Importing and Exporting Pipelines


The SDK also allows for importing and exporting pipelines programmatically, either between multiple SDC instances or within the same SDC instance.

Simple Data Collector to Data Collector Import-Export Operation

In order to export a pipeline from a Data Collector instance, the streamsets.sdk.DataCollector.export_pipeline() method can be used which will return a dict containing the JSON representation of the pipeline. See the API reference for this method for details on the arguments it takes.

pipeline_json = sdc.export_pipeline(pipeline=sdc.pipelines.get(title='pipeline name'),
                                    include_plain_text_credentials=True)
with open('./from_sdc_for_sdc.json', 'w') as f:
    json.dump(pipeline_json, f)

You can import a pipeline from a JSON file into a Data Collector instance in two ways:

  1. Import the JSON file into streamsets.sdk.sdc_models.PipelineBuilder and add the pipeline:

with open('./from_sdc_for_sdc.json', 'r') as input_file:
    pipeline_json = json.load(input_file)

sdc_pipeline_builder = sdc.get_pipeline_builder()
sdc_pipeline_builder.import_pipeline(pipeline=pipeline_json)
pipeline = sdc_pipeline_builder.build(title='built from imported json file from sdc')
sdc.add_pipeline(pipeline)

2. Directly import the dict object that was generated by the streamsets.sdk.DataCollector.export_pipeline() method:

pipeline = sdc.import_pipeline(pipeline=pipeline_json)

Exporting pipelines from Data Collector for Control Hub

To export a Data Collector pipeline to use in Control Hub, the optional argument include_library_definitions must be set to True.

pipeline_json = sdc.export_pipeline(pipeline=sdc.pipelines.get(title='pipeline name'),
                                    include_library_definitions=True,
                                    include_plain_text_credentials=True)

Exporting and Importing multiple Pipelines at once

To export multiple pipelines from a Data Collector into a zip archive, you can use the streamsets.sdk.DataCollector.export_pipeline() and pass in a list of streamsets.sdk.sdc_models.Pipeline objects:

# Returns a list of all pipelines on the given SDC instance
pipelines = sdc.pipelines

# Show the pipelines to be exported
pipelines

pipelines_zip_data = sdc.export_pipelines(pipelines, include_library_definitions=True)
with open('./sdc_exports_for_sch.zip', 'wb') as output_file:
    output_file.write(pipelines_zip_data)

Output:

[<Pipeline (id=apiprocesdff151fe-1f1b-42e3-8920-895de370d607, title=sample_one)>,
<Pipeline (id=httpclienbea409f3-7cd6-4001-96bc-f065eb255430, title=sample_two)>,
<Pipeline (id=schapi7774665d-6d90-4e79-ad97-303fefcf1822, title=sample_three)>,
<Pipeline (id=snapshot187a8311-ee25-4543-894e-ab0f0a73b255, title=sample_four)>]

Similarly, you could import multiple pipelines into Data Collector by using streamsets.sdk.DataCollector.import_pipelines_from_archive().

with open('./sdc_exports_for_sch.zip', 'rb') as input_file:
    pipelines_zip_data = input_file.read()
pipelines = sdc.import_pipelines_from_archive(pipelines_file=pipelines_zip_data)

-- What to produce --
Write out, word for word, the part of the pipelines page that begins at the words "sdc_pipeline_builder.import_pipeline(pipeline=pipeline_json)" and stops after the words "set to True.".

-- Source data --
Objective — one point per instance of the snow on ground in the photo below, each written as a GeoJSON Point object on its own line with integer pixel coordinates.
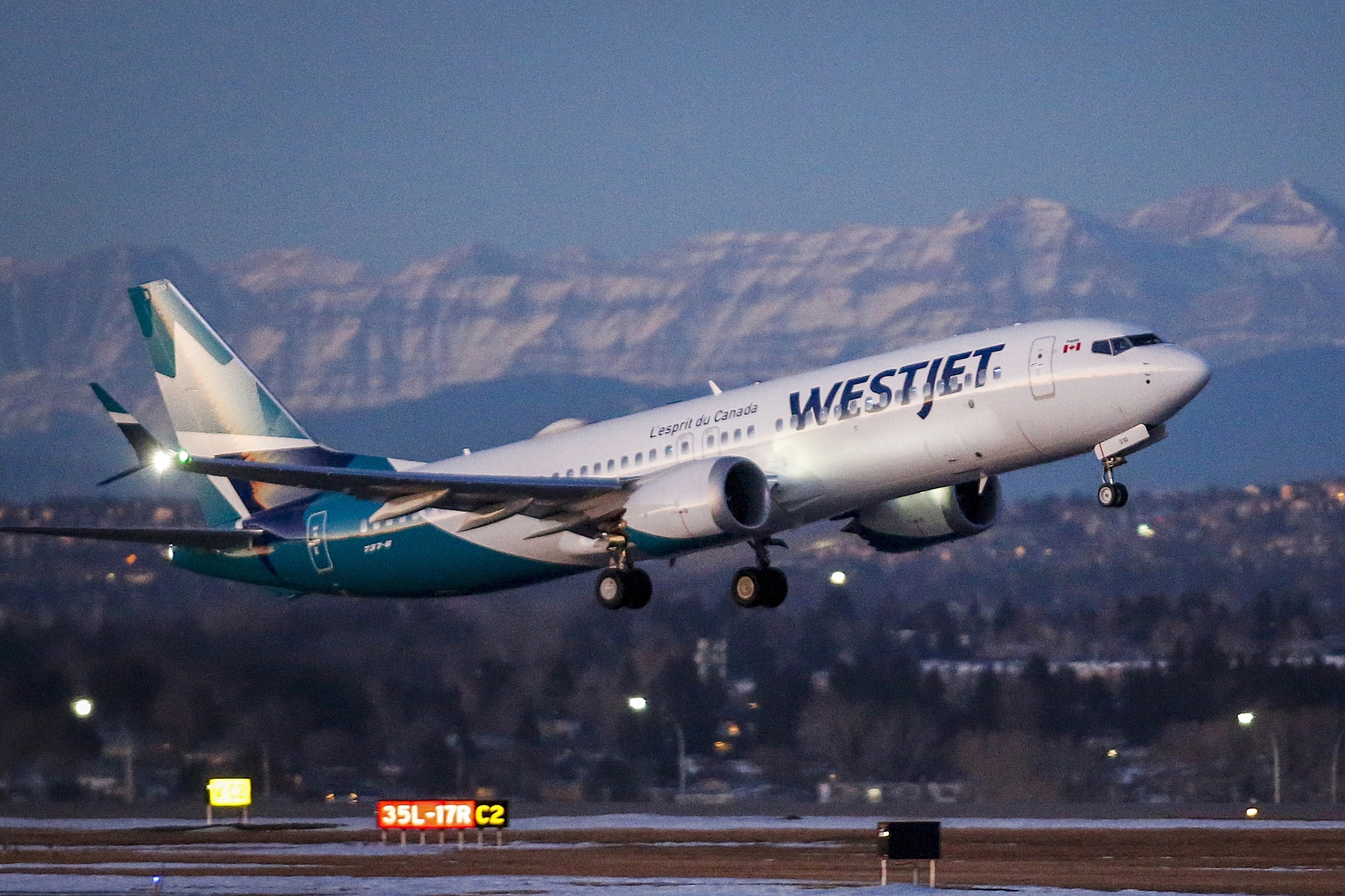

-- Task solution --
sdc_pipeline_builder.import_pipeline(pipeline=pipeline_json)
pipeline = sdc_pipeline_builder.build(title='built from imported json file from sdc')
sdc.add_pipeline(pipeline)

2. Directly import the dict object that was generated by the streamsets.sdk.DataCollector.export_pipeline() method:

pipeline = sdc.import_pipeline(pipeline=pipeline_json)

Exporting pipelines from Data Collector for Control Hub

To export a Data Collector pipeline to use in Control Hub, the optional argument include_library_definitions must be set to True.